• _Exercise brief_
From the line that includes "of the tulip" to the last line of the records, inclusive, repeat each line exactly.
***
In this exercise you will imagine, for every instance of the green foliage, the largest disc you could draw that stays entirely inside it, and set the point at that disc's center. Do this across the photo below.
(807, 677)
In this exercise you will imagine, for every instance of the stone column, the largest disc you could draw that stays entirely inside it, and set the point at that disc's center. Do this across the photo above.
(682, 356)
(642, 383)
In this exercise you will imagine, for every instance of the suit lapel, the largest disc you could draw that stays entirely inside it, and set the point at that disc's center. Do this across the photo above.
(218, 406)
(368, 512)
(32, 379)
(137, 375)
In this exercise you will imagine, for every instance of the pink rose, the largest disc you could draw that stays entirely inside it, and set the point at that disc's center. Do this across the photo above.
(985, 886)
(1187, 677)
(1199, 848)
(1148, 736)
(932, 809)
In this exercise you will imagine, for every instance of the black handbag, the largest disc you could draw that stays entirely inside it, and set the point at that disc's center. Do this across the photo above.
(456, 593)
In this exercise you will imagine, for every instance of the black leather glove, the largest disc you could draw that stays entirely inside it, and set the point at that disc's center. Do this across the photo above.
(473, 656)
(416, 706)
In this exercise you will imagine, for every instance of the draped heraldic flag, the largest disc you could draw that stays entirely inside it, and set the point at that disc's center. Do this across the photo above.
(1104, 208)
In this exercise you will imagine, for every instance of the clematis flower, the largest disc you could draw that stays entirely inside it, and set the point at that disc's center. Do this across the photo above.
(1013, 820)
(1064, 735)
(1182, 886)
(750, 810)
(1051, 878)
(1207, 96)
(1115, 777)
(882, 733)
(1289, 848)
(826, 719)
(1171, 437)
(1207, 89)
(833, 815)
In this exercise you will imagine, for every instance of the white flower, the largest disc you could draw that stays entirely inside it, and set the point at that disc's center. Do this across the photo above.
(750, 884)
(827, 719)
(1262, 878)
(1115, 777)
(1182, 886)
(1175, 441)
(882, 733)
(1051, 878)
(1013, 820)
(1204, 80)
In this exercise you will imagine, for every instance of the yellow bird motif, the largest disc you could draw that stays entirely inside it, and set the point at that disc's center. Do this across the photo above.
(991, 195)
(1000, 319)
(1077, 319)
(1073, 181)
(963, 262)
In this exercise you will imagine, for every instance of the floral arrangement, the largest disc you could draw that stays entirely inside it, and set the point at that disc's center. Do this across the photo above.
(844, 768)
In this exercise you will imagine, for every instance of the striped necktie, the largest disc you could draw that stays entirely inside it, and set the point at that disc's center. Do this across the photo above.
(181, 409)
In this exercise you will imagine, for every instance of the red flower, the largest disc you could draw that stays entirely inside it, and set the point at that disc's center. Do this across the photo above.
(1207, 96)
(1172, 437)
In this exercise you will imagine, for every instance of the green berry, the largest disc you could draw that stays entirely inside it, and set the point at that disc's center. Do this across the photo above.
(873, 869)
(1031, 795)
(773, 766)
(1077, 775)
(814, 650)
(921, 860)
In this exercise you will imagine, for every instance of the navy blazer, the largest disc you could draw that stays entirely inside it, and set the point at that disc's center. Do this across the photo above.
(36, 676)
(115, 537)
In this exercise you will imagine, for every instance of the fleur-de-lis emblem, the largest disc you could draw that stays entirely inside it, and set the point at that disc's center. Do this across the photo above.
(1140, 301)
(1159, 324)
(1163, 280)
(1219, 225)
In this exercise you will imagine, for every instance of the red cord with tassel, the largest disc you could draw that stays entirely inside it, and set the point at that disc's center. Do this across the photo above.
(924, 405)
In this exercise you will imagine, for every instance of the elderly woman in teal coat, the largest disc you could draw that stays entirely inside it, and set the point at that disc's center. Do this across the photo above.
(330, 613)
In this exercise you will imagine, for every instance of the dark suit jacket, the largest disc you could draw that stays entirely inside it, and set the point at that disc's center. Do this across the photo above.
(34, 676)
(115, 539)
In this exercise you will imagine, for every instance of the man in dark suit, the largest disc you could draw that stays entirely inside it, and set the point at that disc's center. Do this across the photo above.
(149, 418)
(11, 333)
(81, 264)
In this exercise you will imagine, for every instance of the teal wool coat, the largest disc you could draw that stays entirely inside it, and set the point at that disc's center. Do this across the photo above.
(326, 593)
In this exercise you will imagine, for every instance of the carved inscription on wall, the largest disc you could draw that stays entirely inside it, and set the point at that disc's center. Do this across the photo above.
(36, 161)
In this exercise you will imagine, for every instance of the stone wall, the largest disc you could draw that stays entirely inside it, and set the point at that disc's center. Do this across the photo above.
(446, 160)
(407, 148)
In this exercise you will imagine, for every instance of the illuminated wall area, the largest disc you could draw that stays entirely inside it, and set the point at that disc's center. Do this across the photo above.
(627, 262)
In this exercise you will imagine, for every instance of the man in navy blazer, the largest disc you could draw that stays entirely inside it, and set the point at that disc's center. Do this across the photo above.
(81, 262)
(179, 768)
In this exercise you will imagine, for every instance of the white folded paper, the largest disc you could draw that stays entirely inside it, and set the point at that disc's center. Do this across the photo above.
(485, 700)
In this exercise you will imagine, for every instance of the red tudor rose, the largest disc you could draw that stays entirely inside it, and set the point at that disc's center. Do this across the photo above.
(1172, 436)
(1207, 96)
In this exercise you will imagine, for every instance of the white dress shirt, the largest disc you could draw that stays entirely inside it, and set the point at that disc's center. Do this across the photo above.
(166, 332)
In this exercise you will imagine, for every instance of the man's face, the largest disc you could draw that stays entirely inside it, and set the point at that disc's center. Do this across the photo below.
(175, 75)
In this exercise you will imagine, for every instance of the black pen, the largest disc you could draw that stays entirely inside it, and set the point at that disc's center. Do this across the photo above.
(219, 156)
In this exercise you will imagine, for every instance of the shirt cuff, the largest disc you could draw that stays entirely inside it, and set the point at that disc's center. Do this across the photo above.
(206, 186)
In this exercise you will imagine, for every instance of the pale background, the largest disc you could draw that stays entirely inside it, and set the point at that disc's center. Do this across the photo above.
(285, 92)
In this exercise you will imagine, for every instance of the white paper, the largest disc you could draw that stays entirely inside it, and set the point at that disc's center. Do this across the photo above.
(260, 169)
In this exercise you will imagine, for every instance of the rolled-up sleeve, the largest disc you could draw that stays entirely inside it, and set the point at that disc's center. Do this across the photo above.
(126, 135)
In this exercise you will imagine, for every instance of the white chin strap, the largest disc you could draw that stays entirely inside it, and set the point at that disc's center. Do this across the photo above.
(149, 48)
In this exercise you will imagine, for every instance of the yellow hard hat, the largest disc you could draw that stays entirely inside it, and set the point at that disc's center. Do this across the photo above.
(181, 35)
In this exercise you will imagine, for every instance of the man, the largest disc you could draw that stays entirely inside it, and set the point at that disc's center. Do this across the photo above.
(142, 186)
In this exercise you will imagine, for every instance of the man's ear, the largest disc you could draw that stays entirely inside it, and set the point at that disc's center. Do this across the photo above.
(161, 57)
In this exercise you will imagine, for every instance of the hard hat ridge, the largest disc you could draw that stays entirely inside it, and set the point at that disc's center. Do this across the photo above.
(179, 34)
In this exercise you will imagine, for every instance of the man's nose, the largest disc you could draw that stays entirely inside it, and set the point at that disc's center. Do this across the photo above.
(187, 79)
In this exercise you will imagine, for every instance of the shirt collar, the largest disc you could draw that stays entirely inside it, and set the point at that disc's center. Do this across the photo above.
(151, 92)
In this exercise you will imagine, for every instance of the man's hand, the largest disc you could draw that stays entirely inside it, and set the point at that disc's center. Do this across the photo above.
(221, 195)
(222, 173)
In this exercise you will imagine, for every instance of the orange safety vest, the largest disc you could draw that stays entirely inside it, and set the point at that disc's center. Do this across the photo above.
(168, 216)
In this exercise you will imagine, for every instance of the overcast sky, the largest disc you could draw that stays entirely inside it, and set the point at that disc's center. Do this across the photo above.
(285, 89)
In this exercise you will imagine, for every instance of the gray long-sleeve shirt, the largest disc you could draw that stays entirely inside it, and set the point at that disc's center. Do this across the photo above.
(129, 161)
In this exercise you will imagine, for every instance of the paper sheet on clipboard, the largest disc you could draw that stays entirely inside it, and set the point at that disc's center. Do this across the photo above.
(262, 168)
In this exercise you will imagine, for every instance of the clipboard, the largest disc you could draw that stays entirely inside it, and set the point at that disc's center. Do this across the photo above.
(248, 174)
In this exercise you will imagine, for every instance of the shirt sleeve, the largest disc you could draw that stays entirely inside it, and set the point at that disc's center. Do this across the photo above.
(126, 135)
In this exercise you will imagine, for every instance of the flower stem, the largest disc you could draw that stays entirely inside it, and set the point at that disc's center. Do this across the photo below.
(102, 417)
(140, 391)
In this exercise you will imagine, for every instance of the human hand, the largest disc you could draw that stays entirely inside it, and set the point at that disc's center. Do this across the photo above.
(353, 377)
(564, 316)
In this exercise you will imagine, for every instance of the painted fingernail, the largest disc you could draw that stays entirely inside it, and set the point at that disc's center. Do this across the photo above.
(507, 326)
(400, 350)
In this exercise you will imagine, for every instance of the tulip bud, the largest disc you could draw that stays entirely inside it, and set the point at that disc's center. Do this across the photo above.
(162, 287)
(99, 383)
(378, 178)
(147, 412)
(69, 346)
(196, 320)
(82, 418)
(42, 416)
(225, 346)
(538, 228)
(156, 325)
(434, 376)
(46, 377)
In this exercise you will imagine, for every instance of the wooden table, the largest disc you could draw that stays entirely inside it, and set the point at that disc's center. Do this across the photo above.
***
• _Result of this task_
In this exercise you will imagine, for every instance of the tulip bud, the largest disc you could draw that stays entirely inside it, and set the point at that disc's center. Do this across the photo above.
(162, 287)
(99, 383)
(378, 178)
(147, 412)
(69, 346)
(196, 320)
(82, 418)
(42, 416)
(225, 346)
(538, 228)
(156, 325)
(434, 376)
(46, 377)
In this exercise you will imagine, for every instance of the wooden table, the largest disc you could draw that stays entirely inside it, and set the point at that disc's center. Do this across the photo above.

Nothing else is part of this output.